• Exercise objective: Update the listing below by replacing "farthest from its outline" with "most distant from its edges" wherever it appears, leaving everything else unchanged.

• Records for this exercise:
= = =

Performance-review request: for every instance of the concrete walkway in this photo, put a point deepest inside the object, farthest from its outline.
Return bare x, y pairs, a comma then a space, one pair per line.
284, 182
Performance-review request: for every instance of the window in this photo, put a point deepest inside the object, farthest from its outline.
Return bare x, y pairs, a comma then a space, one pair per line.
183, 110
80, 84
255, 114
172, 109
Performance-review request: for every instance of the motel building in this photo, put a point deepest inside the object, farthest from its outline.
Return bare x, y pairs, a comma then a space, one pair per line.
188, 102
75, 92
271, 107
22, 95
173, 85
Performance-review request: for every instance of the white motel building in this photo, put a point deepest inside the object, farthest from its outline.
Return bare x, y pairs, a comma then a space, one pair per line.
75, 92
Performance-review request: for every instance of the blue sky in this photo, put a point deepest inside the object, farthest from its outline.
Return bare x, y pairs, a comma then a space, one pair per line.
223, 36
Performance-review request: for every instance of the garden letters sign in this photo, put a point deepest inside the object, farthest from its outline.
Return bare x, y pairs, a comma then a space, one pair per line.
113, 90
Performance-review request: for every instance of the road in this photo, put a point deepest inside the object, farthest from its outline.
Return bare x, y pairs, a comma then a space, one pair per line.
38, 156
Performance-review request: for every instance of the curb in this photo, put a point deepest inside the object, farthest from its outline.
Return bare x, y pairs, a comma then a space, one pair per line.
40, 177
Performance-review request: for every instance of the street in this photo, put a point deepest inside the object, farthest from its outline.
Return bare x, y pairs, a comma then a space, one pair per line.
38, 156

= = =

• Correct output:
Performance-review request: for every instance of the concrete walkway in this photo, put a point deepest inside the object, most distant from its edges.
Return bare x, y pairs, a comma then a space, one pair per line.
284, 182
Performance-review request: for every instance of the window in this photo, put a point deepest inside the object, most distant from its edges.
Return bare x, y pairs, a comma then a space, one pair per line.
183, 110
80, 84
255, 114
172, 109
Performance-review request: for every instance of the motel building in this photo, put a point deepest inside the object, most distant from its edges.
Return bare x, y pairs, a comma then a space, one pair per line.
188, 102
75, 92
271, 107
22, 95
173, 85
Performance-review request: for every instance of the white motel building in this photo, put a point deepest inside the object, most distant from its edges.
Return bare x, y pairs, a comma then a space, one pair per line.
75, 92
Performance-review request: for every instance of the blue sky in this photo, put a point deepest inside the object, most distant from its edges.
Return bare x, y pairs, a comma then a space, one pair per line.
223, 36
Performance-review request: for every instance of the garden letters sign in this photo, put a point deepest inside the object, most distant from its edges.
Return bare x, y pairs, a comma then a space, one pair per line.
113, 90
Performance-review request: for every instance of the road in this photo, put a point deepest inside the object, most distant from its edges.
Return bare x, y pairs, a comma then a space, one pair per line.
38, 156
Performance-review request: for every instance of the curb in this photo, put a point deepest inside the object, most distant from its edges.
Return bare x, y pairs, a comma then a space, one pair per line.
40, 177
Performance-review request: for every instance of the street in this photo, put a point deepest inside the object, most distant from its edges.
Return bare x, y pairs, a comma then a space, one pair per line.
38, 156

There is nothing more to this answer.